■ **EXERCISE DIRECTIONS**
From the passage on leadership and strategic agility, set down word for word the portion that begins with "Janice Gross Stein, founding" and ends with "pandemic, for example?".
===== SUPPLIED TEXT =====
In my executive leadership classes, participants have asked why — with the escalation of digitization and renewed strategies during the pandemic — some leaders continue to lag and fail to embrace this capability. Participants agreed that this can be attributed to the leader’s own mindset — in particular, to how they are adapting to the reality that all strategies now have a shorter shelf life, no matter how successful they have been in the past.

The preponderance of caution we see among some leaders is somewhat understandable, especially if one considers the challenge of moving ahead on strategies while at the same time reducing the uncertainty and instability experienced by stakeholders. Managing the tension between daily, monthly and quarterly actions with what is right for the longer term is difficult, but quick action is now essential: Leaders must be able to ‘see around corners,’ anticipate what lies ahead and prepare for the unexpected. And lest you think this is a passing phase, rest assured: today’s challenging leadership environment is not going to disappear anytime soon.

 

Tiff Macklem spoke insightfully of “seeing ahead” while anticipating risk:

Both the global financial crisis, and before that the Great Depression, illustrate the knock-on effect of decisions taken during difficult times; they can inadvertently trigger outcomes not intended or fully anticipated. The global financial crisis triggered a sovereign debt crisis in Europe and fuelled a rise in populism in many Western countries. That’s why leaders must think today of what tomorrow’s problem will be. You have to get ahead of crises to stop them.

 

Janice Gross Stein, founding director of the University of Toronto’s Munk School of Global Affairs and Public Policy, added further insights on short-termism and risk signals:

Risk is part and parcel of strategic agility. Thinking ahead means you don’t have perfect knowledge of the future; whatever strategy you pursue will inevitably involve risk. As I learned from a Standard Oil CEO many years ago, the biggest challenge for leaders is thinking two, three or more years ahead, not today. For most of us, thinking five years ahead seems almost impossible. Could anyone in 2018 have anticipated where we are today, in a global pandemic, for example?

 

Janice also connects strategic agility with problem-solving when those around you are stymied:

A senior CEO in the health sector had an institutional problem: a high rate of falls at the hospital. Some board members proposed an inclusive group from all levels of staff, including housekeepers and maintenance, to try and solve the problem. The group was asked, If you were trying to maximize the rate of falls, what would you do? A housekeeper said she’d wash the floor at 9:00 a.m., when all medical staff were doing their rounds. Within 30 minutes, solutions were found in a dozen areas. Leaders need to move people out of the boxes they’re in. When they look in from the outside, they see solutions.
===== INFORMATION SUPPLIED =====
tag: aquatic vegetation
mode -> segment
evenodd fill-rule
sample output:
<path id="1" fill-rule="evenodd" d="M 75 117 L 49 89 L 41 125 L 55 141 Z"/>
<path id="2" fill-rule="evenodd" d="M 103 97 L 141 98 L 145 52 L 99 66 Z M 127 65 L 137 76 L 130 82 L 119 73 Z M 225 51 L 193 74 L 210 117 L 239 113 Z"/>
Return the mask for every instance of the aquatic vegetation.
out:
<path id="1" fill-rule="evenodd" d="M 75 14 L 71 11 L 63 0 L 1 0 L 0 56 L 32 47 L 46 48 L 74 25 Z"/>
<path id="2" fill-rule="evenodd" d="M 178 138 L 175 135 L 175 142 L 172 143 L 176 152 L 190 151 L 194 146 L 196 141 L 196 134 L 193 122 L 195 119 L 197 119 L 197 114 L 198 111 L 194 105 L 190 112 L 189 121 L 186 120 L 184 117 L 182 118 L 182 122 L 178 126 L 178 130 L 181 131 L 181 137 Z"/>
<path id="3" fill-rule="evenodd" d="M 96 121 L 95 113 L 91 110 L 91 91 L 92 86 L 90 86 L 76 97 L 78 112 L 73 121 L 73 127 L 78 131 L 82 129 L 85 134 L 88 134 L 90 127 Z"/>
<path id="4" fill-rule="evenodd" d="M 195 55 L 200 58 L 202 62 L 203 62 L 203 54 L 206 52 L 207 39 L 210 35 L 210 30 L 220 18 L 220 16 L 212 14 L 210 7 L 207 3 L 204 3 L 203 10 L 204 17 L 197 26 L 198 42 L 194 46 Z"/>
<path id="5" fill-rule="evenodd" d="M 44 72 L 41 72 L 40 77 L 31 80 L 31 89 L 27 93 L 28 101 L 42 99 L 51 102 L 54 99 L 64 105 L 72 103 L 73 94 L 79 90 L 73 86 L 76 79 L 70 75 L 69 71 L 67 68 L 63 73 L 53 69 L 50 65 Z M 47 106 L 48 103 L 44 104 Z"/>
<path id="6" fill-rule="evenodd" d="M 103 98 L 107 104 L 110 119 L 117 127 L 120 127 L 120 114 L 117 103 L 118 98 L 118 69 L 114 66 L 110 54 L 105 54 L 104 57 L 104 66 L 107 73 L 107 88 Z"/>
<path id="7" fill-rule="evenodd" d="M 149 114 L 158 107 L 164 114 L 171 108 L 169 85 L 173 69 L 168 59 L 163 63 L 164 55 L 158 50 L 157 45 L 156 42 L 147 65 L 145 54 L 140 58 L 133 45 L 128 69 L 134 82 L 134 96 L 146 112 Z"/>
=====
■ **ANSWER TO THIS TASK**
Janice Gross Stein, founding director of the University of Toronto’s Munk School of Global Affairs and Public Policy, added further insights on short-termism and risk signals:

Risk is part and parcel of strategic agility. Thinking ahead means you don’t have perfect knowledge of the future; whatever strategy you pursue will inevitably involve risk. As I learned from a Standard Oil CEO many years ago, the biggest challenge for leaders is thinking two, three or more years ahead, not today. For most of us, thinking five years ahead seems almost impossible. Could anyone in 2018 have anticipated where we are today, in a global pandemic, for example?